_Instructions to follow_: Present the records from the line containing "Category: man's ear" through the line containing "(1175, 141)", both included, as a Markdown table. Use two columns, Row for a running number and Entry for the line itself, and omit any blank lines.

_Records shown_:

⁂

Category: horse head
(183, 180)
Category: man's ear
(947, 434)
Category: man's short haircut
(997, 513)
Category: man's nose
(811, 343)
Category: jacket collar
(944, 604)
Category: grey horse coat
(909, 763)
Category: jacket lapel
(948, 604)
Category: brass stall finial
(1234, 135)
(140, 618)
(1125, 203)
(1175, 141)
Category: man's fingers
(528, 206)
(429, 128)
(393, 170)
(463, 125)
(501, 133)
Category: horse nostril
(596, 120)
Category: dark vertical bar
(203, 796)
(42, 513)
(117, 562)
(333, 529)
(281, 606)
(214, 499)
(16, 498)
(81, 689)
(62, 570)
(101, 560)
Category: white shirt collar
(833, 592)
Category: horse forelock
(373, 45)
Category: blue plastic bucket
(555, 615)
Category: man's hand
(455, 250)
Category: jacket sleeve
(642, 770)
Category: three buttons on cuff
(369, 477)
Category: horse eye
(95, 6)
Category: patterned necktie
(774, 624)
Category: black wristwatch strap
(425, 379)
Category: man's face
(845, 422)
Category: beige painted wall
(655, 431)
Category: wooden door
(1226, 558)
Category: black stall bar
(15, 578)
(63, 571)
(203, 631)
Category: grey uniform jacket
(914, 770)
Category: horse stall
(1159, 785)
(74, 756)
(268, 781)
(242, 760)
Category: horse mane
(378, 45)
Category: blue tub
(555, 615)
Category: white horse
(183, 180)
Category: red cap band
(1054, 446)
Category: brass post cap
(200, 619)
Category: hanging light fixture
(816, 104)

⁂

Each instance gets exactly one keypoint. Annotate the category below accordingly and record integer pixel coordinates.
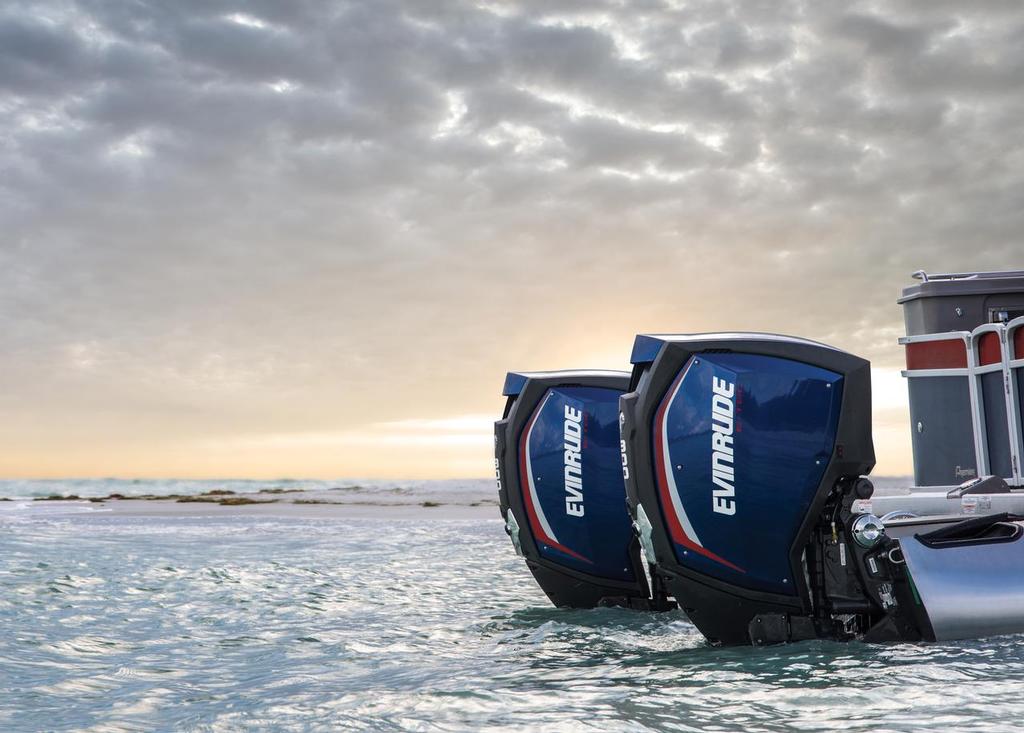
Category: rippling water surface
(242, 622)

⁂

_Answer in full_:
| Row | Entry |
|---|---|
| 1 | Category: man's ear |
| 2 | (947, 434) |
| 3 | Category: man's short haircut |
| 4 | (997, 513) |
| 5 | Category: man's nose |
| 6 | (811, 343) |
| 7 | Category: jacket collar |
| 8 | (944, 604) |
| 9 | Category: grey horse coat |
| 10 | (909, 763) |
| 11 | Category: jacket lapel |
| 12 | (948, 604) |
| 13 | Category: brass stall finial |
| 14 | (1234, 135) |
| 15 | (140, 618) |
| 16 | (1125, 203) |
| 17 | (1175, 141) |